■ **Requirement**
From the records below, set down exactly the lines starting with the line that contains "Target: haze near horizon" and going on through the line that contains "Target: water". Nothing else is wanted.

■ **Supplied records**
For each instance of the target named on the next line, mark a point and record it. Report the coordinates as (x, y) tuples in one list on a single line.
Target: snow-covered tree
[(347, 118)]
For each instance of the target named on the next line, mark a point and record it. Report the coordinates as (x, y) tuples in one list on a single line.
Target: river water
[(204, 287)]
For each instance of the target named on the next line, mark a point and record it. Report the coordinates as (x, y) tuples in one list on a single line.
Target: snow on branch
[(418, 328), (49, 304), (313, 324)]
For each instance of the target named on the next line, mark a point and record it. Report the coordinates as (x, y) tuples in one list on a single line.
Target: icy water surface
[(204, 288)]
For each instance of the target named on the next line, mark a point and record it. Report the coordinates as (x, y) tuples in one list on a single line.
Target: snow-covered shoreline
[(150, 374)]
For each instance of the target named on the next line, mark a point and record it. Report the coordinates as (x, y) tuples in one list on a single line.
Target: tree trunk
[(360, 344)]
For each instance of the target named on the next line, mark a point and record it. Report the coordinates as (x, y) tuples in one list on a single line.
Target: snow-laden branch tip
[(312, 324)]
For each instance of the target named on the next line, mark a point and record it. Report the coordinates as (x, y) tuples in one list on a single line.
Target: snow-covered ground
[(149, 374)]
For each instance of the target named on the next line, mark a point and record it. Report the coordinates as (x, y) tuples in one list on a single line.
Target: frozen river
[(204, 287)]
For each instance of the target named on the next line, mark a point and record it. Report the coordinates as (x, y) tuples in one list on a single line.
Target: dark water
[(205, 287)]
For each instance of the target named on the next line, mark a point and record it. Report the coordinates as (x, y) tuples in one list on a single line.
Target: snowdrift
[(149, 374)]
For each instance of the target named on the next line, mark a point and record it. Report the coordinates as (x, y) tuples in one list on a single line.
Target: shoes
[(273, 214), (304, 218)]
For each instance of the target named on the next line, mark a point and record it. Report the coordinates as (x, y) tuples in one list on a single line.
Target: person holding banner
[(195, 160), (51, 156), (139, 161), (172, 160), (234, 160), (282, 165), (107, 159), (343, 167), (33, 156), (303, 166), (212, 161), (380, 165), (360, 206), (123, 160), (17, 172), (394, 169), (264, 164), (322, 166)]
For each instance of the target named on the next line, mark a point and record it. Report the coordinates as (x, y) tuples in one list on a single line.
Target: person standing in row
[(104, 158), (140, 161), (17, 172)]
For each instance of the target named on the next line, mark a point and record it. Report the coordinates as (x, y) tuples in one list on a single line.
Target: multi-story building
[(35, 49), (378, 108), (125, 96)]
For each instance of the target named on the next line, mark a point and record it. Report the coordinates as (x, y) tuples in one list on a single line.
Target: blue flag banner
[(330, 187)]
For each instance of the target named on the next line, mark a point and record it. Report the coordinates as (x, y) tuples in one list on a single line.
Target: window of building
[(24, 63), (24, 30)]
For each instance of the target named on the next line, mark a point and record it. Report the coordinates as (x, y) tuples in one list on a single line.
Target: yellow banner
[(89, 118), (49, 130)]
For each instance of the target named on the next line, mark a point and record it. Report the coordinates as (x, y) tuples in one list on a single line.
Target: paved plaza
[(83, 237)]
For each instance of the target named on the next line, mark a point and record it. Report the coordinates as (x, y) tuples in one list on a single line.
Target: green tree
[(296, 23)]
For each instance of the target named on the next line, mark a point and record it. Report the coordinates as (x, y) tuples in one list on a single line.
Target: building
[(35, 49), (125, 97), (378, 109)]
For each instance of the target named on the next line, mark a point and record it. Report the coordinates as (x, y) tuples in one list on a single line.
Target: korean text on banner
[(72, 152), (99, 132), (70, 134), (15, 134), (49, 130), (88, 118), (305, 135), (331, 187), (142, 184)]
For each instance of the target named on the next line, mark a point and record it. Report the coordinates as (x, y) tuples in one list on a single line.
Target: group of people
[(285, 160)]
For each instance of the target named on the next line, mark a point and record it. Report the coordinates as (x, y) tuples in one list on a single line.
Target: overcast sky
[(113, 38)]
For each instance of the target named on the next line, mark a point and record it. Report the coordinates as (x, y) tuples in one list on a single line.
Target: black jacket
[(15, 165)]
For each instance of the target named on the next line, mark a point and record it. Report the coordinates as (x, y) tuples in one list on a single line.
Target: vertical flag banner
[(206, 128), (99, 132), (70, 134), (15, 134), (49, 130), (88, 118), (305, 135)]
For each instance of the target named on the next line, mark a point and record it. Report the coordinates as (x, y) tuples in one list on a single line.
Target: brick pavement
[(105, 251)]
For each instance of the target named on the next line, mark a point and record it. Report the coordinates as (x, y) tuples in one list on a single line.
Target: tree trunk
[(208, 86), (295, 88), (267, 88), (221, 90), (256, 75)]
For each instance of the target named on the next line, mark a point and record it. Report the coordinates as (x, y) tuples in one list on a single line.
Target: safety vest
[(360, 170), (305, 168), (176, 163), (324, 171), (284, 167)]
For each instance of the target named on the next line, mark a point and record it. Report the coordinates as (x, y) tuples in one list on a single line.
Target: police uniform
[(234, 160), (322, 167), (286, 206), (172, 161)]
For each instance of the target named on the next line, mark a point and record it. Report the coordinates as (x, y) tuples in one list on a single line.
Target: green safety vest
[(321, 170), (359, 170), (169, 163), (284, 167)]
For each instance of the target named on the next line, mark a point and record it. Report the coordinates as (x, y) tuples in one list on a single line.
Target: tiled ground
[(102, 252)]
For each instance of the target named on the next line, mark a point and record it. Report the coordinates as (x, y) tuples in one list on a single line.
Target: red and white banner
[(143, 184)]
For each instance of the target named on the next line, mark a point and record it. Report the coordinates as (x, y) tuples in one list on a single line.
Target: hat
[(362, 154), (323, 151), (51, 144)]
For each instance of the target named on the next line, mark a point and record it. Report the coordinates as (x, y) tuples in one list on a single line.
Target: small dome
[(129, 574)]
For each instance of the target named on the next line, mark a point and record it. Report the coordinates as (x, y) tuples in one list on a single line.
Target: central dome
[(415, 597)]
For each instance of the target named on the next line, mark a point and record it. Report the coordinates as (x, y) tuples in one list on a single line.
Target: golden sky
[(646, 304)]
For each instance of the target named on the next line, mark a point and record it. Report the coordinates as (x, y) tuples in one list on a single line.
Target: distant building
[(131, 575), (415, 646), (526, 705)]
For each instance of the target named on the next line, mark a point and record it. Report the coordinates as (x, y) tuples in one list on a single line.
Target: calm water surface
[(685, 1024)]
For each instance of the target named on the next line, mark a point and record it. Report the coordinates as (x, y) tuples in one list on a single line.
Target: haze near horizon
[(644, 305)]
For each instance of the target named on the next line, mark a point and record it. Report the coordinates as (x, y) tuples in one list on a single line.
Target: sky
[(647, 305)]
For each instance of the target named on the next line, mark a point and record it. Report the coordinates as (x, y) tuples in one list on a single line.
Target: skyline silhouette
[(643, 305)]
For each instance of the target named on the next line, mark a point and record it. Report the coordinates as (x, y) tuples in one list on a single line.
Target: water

--

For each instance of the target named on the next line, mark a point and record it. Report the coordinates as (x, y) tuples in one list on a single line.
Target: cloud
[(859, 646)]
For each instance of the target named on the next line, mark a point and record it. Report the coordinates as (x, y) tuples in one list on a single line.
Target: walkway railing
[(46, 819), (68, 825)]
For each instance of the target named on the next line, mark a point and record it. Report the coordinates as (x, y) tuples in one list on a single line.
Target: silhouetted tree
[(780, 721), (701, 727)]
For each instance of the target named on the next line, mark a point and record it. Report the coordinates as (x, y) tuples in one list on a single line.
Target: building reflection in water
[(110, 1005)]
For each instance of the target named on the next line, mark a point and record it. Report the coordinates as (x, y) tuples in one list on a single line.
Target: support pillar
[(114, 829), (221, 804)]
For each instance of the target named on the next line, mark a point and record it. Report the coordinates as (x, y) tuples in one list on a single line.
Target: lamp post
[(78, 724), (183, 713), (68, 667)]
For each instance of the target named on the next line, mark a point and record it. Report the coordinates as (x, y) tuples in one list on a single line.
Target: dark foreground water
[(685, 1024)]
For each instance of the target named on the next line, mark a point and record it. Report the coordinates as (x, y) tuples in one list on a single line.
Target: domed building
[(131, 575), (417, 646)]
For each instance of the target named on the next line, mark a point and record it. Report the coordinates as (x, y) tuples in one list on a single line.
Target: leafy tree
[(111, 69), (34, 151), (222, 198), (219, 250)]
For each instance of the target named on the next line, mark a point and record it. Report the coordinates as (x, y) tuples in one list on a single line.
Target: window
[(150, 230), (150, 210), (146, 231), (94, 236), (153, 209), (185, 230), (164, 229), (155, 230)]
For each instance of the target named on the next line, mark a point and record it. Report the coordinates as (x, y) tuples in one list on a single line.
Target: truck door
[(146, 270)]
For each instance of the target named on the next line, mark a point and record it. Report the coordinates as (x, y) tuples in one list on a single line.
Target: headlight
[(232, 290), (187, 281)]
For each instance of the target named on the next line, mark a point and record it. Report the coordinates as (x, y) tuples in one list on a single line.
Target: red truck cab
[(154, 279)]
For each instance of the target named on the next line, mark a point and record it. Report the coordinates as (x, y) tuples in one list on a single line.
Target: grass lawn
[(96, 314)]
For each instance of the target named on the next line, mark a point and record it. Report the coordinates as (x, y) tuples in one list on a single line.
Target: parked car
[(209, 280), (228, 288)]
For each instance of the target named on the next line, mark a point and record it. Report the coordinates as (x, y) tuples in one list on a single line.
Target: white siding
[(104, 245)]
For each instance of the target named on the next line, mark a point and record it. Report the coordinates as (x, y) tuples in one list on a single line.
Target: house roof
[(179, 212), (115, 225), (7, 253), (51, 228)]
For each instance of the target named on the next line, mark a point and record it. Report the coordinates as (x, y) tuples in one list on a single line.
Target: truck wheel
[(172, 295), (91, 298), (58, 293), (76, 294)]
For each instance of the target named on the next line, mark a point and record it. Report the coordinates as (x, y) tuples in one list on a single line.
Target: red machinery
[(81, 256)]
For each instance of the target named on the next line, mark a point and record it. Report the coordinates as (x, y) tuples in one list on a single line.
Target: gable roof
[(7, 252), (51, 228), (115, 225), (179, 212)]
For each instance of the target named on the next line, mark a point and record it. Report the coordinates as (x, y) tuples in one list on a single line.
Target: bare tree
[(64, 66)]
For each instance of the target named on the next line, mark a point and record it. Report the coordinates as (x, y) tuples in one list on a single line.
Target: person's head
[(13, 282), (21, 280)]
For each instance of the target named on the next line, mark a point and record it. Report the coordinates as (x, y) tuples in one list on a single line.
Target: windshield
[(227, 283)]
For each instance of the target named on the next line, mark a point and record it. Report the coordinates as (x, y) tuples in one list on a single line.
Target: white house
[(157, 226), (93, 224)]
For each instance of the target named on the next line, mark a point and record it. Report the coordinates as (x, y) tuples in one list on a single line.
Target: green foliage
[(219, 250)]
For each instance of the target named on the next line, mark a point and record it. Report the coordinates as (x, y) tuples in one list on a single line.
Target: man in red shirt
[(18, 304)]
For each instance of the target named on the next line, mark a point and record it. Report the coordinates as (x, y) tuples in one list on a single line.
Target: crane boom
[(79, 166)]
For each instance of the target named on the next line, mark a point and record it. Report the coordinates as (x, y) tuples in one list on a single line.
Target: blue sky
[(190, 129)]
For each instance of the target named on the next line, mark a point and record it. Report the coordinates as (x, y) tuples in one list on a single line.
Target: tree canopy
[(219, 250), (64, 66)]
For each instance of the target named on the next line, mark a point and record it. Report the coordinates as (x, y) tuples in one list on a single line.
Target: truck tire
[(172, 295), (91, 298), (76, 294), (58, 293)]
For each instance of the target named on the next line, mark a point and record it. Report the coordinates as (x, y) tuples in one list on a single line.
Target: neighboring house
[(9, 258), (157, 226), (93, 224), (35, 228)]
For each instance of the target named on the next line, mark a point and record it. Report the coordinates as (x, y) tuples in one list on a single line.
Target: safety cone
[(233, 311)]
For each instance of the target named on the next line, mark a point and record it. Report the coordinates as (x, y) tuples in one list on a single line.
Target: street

■ **Response area**
Target: haze near horizon
[(644, 305)]
For each instance of the target named on the next line, mark a point and record it. Report the coordinates as (x, y) tuples in one list on a single line.
Target: sky
[(647, 305)]
For each instance of the target named on the next line, mark a point and record it. Report the coordinates as (x, y) tuples in one list on a single line.
Target: skyline silhouette
[(643, 305)]
For each instance of the target named on the next line, mark a point and record it. Report the coordinates as (x, y) tuples in one list on a single line.
Target: water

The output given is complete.